(Items from a data source)
——
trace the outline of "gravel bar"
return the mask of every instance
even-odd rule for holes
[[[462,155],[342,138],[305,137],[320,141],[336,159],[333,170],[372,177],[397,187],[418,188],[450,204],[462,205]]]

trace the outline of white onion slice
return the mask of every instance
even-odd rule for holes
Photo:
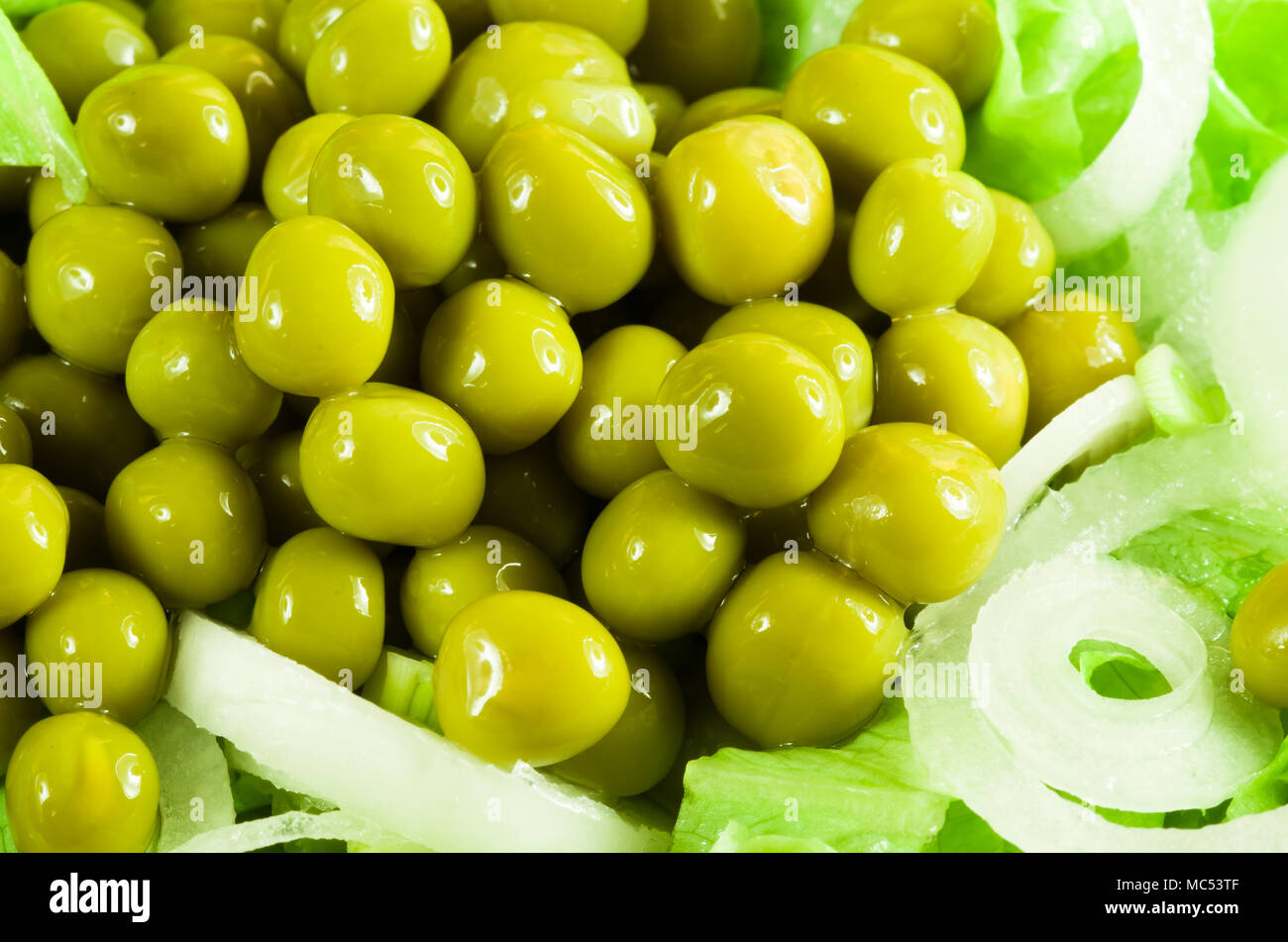
[[[1002,467],[1006,522],[1014,524],[1060,471],[1096,463],[1149,431],[1149,405],[1131,376],[1119,376],[1056,416]]]
[[[1225,628],[1221,613],[1158,573],[1064,556],[1020,573],[984,605],[969,659],[988,678],[985,718],[1039,781],[1104,808],[1209,808],[1283,739],[1275,710],[1230,691],[1229,655],[1212,643]],[[1133,649],[1172,692],[1100,696],[1069,663],[1083,640]]]
[[[1063,255],[1113,241],[1158,202],[1189,162],[1207,115],[1212,18],[1204,0],[1123,0],[1141,81],[1105,149],[1069,187],[1034,206]]]

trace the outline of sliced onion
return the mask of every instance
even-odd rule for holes
[[[1207,115],[1212,19],[1203,0],[1123,0],[1140,53],[1131,112],[1069,187],[1034,206],[1056,247],[1081,255],[1104,246],[1158,202],[1190,158]]]
[[[1002,467],[1007,524],[1015,522],[1060,471],[1103,461],[1149,427],[1149,405],[1132,377],[1119,376],[1084,395]]]
[[[970,629],[979,708],[1024,771],[1097,807],[1209,808],[1275,754],[1279,714],[1230,691],[1225,616],[1167,577],[1063,556],[1011,579]],[[1083,640],[1145,656],[1170,694],[1115,700],[1069,661]],[[1208,643],[1204,643],[1208,642]]]

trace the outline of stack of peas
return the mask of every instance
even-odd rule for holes
[[[22,35],[91,190],[0,187],[31,233],[0,660],[103,687],[0,699],[19,849],[152,840],[129,726],[167,611],[241,604],[368,692],[433,659],[448,739],[609,795],[835,744],[905,609],[988,566],[998,466],[1140,355],[1034,306],[1051,239],[961,172],[983,0],[866,0],[786,93],[748,88],[753,0],[104,0]]]

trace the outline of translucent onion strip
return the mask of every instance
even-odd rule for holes
[[[1225,627],[1221,613],[1167,577],[1064,556],[1020,573],[984,605],[969,658],[988,678],[989,726],[1033,777],[1104,808],[1208,808],[1283,739],[1275,710],[1230,691],[1229,655],[1211,643]],[[1133,649],[1172,692],[1096,694],[1069,663],[1083,640]]]
[[[1204,0],[1123,0],[1140,51],[1140,91],[1104,151],[1036,208],[1063,255],[1113,241],[1184,169],[1207,115],[1212,19]]]

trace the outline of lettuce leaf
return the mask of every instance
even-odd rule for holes
[[[0,165],[57,174],[67,196],[84,202],[89,180],[71,118],[5,17],[0,17]]]
[[[676,852],[1003,849],[983,820],[931,789],[899,699],[835,749],[721,749],[696,759],[684,791]]]

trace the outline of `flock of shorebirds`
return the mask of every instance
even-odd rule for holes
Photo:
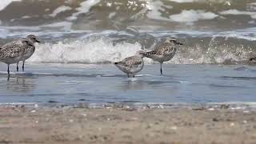
[[[40,41],[36,36],[30,34],[25,38],[15,39],[0,47],[0,62],[7,64],[8,78],[10,78],[9,66],[10,64],[17,63],[17,71],[18,71],[18,62],[22,61],[22,71],[24,71],[25,61],[33,55],[36,42],[40,42]],[[114,64],[126,73],[128,78],[130,75],[134,77],[136,73],[143,69],[143,58],[146,57],[160,63],[160,73],[162,74],[162,63],[170,61],[174,56],[177,45],[183,44],[178,42],[176,38],[166,38],[163,43],[158,45],[152,51],[139,50],[134,56],[127,57]]]

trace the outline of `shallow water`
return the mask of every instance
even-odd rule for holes
[[[254,102],[255,15],[254,0],[5,0],[0,45],[42,42],[8,82],[0,62],[0,103]],[[110,64],[170,37],[185,45],[162,76],[150,58],[134,78]]]
[[[256,102],[256,67],[146,65],[135,78],[112,65],[36,64],[26,73],[0,65],[1,103],[212,103]],[[15,70],[14,66],[11,70]],[[12,71],[13,71],[12,70]]]

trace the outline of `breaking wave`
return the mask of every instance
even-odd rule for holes
[[[37,45],[30,62],[53,63],[110,63],[134,55],[136,51],[150,50],[164,39],[153,38],[150,44],[144,37],[116,39],[110,37],[90,37],[84,39],[65,40],[53,43]],[[239,64],[247,63],[256,55],[254,41],[230,38],[186,38],[180,39],[185,46],[178,47],[174,58],[167,63],[173,64]],[[155,63],[144,58],[147,64]]]

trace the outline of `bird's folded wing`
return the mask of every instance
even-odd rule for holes
[[[122,61],[119,62],[118,63],[127,66],[127,67],[131,67],[134,65],[140,65],[142,64],[142,61],[139,60],[138,58],[135,58],[135,57],[128,57],[126,58],[125,59],[123,59]]]

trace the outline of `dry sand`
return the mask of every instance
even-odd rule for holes
[[[0,106],[0,143],[256,143],[256,112]]]

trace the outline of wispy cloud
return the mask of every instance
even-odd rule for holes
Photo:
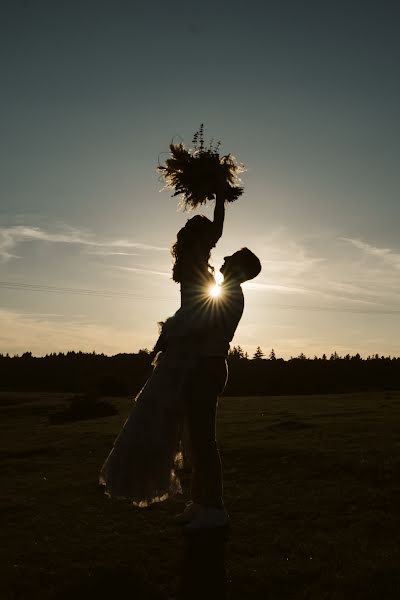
——
> _Prompt_
Filter the records above down to the lines containing the string "trace". Case counts.

> _Reply_
trace the outline of "gravel bar"
trace the outline of white onion slice
trace the outline of sliced onion
trace the outline of stack of peas
trace the outline of translucent onion strip
trace the outline of lettuce leaf
trace the outline of `flock of shorebirds`
trace the outline of `shallow water`
trace the outline of `breaking wave`
trace the outline of `bird's folded wing`
trace the outline of `dry sand`
trace the outline of wispy cloud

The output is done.